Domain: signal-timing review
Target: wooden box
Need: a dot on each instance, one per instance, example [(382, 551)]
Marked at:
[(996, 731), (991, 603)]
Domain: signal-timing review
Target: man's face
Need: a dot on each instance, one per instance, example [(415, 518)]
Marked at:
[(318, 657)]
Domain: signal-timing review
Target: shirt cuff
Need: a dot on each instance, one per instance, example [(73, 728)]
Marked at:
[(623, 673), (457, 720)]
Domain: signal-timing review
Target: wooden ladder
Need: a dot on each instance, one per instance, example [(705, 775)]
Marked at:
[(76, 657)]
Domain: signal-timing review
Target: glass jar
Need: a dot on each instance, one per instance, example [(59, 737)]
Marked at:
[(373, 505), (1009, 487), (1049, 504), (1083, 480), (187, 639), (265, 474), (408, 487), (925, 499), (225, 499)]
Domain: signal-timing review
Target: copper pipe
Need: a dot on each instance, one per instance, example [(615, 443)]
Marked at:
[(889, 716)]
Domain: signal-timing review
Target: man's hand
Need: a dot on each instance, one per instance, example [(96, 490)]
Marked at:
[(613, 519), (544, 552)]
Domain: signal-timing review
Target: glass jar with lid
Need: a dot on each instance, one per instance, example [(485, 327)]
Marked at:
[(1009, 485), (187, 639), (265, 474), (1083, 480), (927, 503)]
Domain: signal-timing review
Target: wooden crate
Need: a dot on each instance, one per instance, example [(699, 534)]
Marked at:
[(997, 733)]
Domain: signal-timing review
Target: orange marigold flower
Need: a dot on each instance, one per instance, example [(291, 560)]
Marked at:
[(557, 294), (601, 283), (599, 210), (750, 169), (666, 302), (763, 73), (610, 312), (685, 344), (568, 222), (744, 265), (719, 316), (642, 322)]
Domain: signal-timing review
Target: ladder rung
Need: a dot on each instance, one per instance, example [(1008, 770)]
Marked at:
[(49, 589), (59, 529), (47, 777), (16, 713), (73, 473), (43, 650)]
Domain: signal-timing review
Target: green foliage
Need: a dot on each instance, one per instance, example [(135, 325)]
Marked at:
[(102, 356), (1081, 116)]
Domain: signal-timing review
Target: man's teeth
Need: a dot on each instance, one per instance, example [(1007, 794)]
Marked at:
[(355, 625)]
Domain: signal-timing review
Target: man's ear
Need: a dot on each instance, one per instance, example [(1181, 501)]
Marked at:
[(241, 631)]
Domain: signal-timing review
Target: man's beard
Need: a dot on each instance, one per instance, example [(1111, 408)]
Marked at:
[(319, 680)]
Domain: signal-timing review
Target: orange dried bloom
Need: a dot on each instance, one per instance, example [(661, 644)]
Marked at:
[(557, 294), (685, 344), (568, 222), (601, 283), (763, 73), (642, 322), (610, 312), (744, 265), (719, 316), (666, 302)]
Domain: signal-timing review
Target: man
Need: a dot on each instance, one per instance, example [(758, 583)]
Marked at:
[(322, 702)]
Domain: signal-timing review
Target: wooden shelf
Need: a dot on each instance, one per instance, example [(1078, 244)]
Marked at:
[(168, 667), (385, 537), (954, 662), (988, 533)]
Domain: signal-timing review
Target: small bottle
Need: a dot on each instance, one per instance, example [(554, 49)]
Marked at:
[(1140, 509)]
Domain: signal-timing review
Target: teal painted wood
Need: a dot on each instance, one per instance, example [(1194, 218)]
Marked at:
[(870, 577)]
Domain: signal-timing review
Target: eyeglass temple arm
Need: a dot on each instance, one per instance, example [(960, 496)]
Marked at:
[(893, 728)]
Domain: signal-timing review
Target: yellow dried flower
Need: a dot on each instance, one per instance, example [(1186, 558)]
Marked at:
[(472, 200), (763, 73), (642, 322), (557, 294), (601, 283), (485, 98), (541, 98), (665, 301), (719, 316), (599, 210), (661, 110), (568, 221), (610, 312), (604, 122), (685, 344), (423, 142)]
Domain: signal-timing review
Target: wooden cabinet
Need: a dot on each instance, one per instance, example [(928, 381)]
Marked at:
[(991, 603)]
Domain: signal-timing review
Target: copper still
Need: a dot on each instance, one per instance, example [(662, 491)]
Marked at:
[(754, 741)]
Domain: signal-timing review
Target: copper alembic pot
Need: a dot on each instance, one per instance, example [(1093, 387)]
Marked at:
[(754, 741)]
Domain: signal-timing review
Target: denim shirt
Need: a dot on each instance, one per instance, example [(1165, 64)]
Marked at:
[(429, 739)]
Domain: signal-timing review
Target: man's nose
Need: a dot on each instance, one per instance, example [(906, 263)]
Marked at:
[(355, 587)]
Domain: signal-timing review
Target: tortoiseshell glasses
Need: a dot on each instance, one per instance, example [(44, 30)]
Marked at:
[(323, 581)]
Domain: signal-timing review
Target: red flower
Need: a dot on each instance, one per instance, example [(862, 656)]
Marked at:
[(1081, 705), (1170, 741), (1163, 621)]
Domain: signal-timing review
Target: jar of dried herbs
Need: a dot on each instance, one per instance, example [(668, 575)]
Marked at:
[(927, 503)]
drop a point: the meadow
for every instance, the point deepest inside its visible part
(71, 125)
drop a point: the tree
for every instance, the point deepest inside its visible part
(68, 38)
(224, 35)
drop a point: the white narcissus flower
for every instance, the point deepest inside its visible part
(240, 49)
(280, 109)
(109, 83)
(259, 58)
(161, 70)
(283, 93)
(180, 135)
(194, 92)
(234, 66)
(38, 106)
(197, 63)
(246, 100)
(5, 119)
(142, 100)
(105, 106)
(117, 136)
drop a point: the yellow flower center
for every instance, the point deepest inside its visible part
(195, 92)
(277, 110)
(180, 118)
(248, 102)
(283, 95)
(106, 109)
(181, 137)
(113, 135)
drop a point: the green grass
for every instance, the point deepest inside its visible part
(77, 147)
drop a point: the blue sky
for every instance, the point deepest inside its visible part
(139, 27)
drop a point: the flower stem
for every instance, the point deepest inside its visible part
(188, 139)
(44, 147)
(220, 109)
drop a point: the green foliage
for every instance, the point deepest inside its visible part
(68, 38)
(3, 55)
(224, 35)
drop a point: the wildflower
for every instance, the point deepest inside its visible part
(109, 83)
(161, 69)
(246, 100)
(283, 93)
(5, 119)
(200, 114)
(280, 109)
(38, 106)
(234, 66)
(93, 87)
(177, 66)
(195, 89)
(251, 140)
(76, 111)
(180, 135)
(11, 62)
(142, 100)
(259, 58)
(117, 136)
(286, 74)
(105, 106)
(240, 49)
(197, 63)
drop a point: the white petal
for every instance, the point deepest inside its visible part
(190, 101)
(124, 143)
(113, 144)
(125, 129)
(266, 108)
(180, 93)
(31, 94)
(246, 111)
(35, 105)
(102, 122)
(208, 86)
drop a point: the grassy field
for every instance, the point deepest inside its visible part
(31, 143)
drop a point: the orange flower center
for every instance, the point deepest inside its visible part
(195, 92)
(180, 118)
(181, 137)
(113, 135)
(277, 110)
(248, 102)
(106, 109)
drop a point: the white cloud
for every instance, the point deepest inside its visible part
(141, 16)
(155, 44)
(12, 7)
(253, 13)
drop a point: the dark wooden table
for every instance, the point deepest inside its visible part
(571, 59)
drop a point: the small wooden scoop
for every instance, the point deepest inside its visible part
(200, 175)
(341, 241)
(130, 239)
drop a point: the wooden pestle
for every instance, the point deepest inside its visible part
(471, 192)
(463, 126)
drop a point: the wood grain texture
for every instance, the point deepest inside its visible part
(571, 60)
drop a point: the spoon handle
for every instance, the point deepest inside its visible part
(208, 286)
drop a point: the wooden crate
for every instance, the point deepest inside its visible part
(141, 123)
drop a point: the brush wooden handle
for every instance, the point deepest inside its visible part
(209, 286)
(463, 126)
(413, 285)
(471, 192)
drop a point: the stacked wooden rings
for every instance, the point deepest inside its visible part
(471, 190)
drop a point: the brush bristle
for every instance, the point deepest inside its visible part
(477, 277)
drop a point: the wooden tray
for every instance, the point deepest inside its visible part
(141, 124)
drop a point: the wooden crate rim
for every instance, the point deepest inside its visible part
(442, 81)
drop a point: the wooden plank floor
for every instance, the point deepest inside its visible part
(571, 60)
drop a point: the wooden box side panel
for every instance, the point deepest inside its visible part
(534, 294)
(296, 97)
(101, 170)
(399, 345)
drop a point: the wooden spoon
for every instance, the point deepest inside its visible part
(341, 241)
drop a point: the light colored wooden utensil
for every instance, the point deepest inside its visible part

→ **Instructions for the task**
In the entries above, find the line holding "example [(59, 737)]" and the line holding "Target: man's teeth"; print both of them and every line between, exactly, and nothing else.

→ **Task response**
Need: a dot on each instance, one per instance, example [(59, 737)]
Marked at:
[(373, 505), (1009, 487), (1049, 504), (1083, 480), (187, 639), (265, 474), (408, 487), (925, 499), (225, 499)]
Domain: signal-timing review
Target: copper pipe
Need: a dot on each instance, one per instance, example [(615, 443)]
Marked at:
[(889, 716)]
Domain: signal-timing review
Target: man's hand
Need: a dot on each instance, one per instance, example [(96, 490)]
Marked at:
[(613, 519), (544, 552)]
Domain: signal-timing review
Target: glass jar with lid
Need: a dot on each instance, one per instance, example [(485, 327)]
Marked at:
[(1009, 485), (187, 639), (265, 474), (1083, 480), (927, 503)]
Domain: signal-timing review
Target: wooden crate
Need: a dot on each instance, one per instance, example [(699, 534)]
Marked at:
[(997, 733)]
Domain: signal-timing review
Target: orange marigold flower
Need: a dot on each instance, one per instance, example [(291, 560)]
Marked at:
[(557, 294), (601, 283), (599, 210), (750, 169), (666, 302), (763, 73), (610, 312), (685, 344), (568, 222), (744, 265), (719, 316), (642, 322)]
Domain: signal-timing review
Target: ladder rung
Need: a dot on each instance, one per instance, example [(1008, 770)]
Marked at:
[(49, 589), (59, 529), (47, 777), (16, 713), (73, 473), (43, 650)]
Domain: signal-timing review
Target: green foliage
Need: a dot on each instance, one per instance, example [(135, 325)]
Marked at:
[(102, 356), (1081, 116)]
Domain: signal-timing review
Target: man's teeth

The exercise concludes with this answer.